**The problem:** Somewhere below are a line with "Target: low brick wall" and a later line with "the form (62,31).". Output exactly those lines and all lines between them.

--- Materials provided Enclosed Below ---

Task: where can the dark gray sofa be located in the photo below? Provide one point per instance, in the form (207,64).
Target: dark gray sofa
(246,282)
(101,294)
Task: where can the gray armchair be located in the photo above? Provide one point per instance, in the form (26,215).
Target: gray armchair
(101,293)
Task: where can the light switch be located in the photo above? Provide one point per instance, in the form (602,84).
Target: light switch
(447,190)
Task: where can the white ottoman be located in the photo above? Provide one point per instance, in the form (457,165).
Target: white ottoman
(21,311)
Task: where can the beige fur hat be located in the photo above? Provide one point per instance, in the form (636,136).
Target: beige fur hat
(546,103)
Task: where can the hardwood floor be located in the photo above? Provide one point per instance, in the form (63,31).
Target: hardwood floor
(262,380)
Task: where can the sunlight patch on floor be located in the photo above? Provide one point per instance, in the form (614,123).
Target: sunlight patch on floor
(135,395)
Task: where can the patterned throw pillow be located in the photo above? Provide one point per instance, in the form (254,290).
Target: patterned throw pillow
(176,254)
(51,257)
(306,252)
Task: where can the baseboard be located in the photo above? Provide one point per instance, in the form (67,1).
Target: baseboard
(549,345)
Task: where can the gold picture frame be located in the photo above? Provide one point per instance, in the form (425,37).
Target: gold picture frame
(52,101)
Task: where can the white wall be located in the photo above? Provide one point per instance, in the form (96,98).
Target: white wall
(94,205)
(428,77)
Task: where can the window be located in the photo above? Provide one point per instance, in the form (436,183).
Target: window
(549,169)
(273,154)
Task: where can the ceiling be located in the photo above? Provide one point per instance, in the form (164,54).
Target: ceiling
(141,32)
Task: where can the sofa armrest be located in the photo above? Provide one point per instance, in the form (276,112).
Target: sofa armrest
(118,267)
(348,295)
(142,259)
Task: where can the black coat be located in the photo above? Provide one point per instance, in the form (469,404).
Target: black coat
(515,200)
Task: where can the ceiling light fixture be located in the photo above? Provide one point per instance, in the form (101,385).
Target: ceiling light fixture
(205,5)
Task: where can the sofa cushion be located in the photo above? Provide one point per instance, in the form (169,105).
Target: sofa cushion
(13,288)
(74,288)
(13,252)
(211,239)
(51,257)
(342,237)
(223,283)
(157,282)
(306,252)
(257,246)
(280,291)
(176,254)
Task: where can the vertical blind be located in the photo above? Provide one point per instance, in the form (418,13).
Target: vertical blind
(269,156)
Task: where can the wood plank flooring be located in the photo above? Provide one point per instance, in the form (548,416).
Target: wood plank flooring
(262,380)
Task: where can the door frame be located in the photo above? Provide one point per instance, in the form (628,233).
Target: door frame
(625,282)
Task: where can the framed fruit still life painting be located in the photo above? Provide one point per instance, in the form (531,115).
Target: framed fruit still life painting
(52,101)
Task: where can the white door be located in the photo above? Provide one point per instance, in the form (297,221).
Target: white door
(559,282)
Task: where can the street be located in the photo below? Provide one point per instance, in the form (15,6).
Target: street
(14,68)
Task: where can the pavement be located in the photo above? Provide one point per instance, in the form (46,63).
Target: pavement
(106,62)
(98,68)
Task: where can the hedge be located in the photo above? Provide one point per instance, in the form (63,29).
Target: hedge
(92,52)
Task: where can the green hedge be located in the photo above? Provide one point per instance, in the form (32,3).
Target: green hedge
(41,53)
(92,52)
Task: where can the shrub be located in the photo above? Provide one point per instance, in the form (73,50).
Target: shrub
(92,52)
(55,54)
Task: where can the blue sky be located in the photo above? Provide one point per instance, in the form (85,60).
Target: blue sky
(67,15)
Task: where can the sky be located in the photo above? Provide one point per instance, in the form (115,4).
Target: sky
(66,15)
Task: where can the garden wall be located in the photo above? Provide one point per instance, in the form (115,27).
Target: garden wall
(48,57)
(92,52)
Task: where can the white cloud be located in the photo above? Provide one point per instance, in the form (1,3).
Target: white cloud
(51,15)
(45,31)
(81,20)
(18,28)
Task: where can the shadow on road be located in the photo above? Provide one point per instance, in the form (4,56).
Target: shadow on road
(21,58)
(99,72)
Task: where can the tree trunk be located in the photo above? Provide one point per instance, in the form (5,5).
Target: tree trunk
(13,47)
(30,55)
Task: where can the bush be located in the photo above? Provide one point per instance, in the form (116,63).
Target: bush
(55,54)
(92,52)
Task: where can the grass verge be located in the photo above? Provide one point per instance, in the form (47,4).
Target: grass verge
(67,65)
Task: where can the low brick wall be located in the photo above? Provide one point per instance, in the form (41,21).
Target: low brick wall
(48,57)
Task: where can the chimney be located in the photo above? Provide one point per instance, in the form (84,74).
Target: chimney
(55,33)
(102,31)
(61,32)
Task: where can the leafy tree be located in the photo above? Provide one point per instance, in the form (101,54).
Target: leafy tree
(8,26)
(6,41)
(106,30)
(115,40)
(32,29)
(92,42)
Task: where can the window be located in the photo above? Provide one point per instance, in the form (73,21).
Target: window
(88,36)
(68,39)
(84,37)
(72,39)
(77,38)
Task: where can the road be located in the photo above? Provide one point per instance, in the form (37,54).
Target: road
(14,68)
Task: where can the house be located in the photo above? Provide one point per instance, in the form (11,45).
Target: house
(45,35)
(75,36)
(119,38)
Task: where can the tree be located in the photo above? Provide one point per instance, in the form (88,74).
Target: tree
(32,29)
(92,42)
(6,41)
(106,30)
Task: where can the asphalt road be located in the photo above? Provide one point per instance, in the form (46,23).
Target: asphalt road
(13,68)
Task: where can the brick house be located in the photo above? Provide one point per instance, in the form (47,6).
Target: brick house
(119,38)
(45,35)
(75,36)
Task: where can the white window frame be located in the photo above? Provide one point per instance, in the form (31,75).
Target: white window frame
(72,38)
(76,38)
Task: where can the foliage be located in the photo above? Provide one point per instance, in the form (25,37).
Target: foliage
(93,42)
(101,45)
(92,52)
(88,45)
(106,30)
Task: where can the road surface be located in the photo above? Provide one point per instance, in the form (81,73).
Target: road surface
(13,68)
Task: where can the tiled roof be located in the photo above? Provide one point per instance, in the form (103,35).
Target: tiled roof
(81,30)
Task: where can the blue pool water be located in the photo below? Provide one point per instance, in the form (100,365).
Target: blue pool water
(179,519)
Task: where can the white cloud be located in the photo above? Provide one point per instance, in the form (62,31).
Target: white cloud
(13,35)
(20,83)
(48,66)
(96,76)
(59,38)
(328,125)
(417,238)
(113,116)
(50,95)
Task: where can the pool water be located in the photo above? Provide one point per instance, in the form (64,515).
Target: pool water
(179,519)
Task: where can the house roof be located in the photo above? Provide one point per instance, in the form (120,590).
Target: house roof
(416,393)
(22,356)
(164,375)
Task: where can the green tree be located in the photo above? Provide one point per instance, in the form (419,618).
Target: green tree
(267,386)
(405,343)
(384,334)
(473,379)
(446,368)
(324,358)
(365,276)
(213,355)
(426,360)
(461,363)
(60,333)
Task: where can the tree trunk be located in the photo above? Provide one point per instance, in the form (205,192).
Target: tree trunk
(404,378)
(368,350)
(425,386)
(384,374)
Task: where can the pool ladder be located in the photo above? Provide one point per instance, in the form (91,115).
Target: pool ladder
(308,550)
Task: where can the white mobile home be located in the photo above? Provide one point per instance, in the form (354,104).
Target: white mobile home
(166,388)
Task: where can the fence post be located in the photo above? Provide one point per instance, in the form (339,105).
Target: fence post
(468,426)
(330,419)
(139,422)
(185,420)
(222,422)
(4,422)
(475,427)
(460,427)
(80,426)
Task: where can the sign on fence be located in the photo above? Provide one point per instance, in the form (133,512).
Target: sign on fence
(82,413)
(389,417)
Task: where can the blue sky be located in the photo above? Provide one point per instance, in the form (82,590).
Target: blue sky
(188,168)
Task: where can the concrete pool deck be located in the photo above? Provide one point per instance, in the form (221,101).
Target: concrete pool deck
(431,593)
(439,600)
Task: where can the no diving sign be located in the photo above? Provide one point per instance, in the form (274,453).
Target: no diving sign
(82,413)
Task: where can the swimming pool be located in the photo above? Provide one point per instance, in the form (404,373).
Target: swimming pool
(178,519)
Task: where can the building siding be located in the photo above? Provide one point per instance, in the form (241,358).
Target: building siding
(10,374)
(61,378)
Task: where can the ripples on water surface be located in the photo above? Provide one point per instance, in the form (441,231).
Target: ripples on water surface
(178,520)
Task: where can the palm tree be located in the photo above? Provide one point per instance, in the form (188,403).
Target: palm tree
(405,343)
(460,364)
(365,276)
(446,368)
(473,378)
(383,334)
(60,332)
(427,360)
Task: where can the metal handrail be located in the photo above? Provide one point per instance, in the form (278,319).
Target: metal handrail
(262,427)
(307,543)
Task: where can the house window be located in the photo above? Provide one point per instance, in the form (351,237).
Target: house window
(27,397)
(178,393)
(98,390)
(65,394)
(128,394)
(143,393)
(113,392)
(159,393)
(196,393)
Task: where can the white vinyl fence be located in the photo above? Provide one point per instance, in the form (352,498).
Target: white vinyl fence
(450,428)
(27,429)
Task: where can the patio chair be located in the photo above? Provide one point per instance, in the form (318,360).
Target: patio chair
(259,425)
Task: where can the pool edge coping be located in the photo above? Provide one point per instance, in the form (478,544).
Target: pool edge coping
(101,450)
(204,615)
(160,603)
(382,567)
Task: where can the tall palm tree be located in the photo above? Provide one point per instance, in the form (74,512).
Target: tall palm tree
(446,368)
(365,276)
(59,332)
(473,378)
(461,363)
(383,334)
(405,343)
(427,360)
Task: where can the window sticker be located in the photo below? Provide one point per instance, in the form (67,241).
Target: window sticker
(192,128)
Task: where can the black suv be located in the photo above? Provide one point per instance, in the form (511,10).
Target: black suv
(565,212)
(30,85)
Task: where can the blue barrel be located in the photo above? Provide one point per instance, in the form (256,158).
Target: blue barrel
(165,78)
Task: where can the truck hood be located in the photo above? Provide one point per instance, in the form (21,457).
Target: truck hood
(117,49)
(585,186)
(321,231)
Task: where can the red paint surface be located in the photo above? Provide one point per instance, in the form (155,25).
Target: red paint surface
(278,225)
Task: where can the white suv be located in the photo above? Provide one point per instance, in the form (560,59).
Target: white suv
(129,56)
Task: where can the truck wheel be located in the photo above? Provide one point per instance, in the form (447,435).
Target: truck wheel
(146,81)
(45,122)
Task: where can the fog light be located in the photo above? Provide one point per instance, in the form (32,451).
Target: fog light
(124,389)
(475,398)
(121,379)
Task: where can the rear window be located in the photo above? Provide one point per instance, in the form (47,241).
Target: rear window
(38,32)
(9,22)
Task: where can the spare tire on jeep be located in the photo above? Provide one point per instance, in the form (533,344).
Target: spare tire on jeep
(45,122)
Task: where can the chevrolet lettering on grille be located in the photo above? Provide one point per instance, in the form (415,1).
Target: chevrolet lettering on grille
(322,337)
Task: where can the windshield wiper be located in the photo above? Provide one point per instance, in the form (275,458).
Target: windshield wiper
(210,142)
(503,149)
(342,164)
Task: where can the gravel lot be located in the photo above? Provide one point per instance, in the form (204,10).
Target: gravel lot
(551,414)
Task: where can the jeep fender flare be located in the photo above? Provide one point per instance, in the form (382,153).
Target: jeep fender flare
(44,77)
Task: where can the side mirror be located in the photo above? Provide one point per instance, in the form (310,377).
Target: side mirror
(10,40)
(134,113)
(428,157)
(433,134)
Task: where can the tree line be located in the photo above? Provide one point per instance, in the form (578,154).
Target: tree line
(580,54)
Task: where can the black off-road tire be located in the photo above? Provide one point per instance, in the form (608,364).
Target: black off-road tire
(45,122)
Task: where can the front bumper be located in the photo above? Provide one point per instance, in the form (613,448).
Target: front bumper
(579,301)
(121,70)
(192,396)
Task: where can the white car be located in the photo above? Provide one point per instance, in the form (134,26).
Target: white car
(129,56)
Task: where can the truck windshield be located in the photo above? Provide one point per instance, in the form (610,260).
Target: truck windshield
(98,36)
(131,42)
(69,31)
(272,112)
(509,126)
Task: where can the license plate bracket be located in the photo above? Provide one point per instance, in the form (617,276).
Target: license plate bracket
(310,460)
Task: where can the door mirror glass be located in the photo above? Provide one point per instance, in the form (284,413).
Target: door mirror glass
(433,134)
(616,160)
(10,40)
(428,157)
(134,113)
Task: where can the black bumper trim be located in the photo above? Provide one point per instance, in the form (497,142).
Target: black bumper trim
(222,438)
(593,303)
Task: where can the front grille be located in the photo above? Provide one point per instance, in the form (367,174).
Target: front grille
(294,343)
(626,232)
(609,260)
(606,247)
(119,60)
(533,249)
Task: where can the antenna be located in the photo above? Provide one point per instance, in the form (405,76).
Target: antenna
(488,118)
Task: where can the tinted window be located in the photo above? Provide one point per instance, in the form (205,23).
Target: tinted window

--- End of Enclosed Materials provided ---

**Answer for the task:**
Target: low brick wall
(48,57)
Task: where can the chimney be located in the photo above? Provide one point per instance, in the form (84,74).
Target: chimney
(55,33)
(102,31)
(61,32)
Task: where can the leafy tree be located in the photo above? Provide one point per instance, in the form (101,54).
Target: leafy tree
(8,26)
(6,41)
(106,30)
(115,40)
(32,29)
(92,42)
Task: where can the window be located in the photo above? Provide one point per instance, in the form (73,21).
Target: window
(88,36)
(68,39)
(84,37)
(72,39)
(77,38)
Task: where can the road be located in the photo above? Provide one point per instance, in the form (37,54).
Target: road
(14,68)
Task: where can the house be located in the photo above? Provide one point per instance, in the form (11,45).
Target: house
(45,35)
(75,36)
(119,38)
Task: where can the tree be located in the photo above? Provide one point per instance, in the form (88,74).
Target: tree
(32,29)
(92,42)
(6,41)
(106,30)
Task: where can the asphalt road be located in the photo above? Provide one point per instance, in the form (46,23).
Target: asphalt road
(13,68)
Task: where can the brick house be located in the photo above? Provide one point per instance, in the form (47,6).
Target: brick house
(119,38)
(45,35)
(75,36)
Task: where can the white window frame be located in the photo above? Provide one point per instance, in the form (31,75).
Target: white window frame
(72,38)
(76,38)
Task: where can the foliage be located in the photo above? Provide one point per instance, in the form (25,37).
Target: foliage
(93,42)
(101,45)
(92,52)
(88,45)
(106,30)
Task: where can the road surface be located in the photo above? Provide one point per instance, in the form (81,73).
Target: road surface
(13,68)
Task: where can the tiled roof be located in the photo above? Provide one point per instance, in the form (103,35).
Target: tiled roof
(81,30)
Task: where can the blue pool water be located in the photo below? Provide one point per instance, in the form (100,365).
Target: blue pool water
(179,519)
Task: where can the white cloud be located in the photo above? Provide one point per instance, in the form (62,31).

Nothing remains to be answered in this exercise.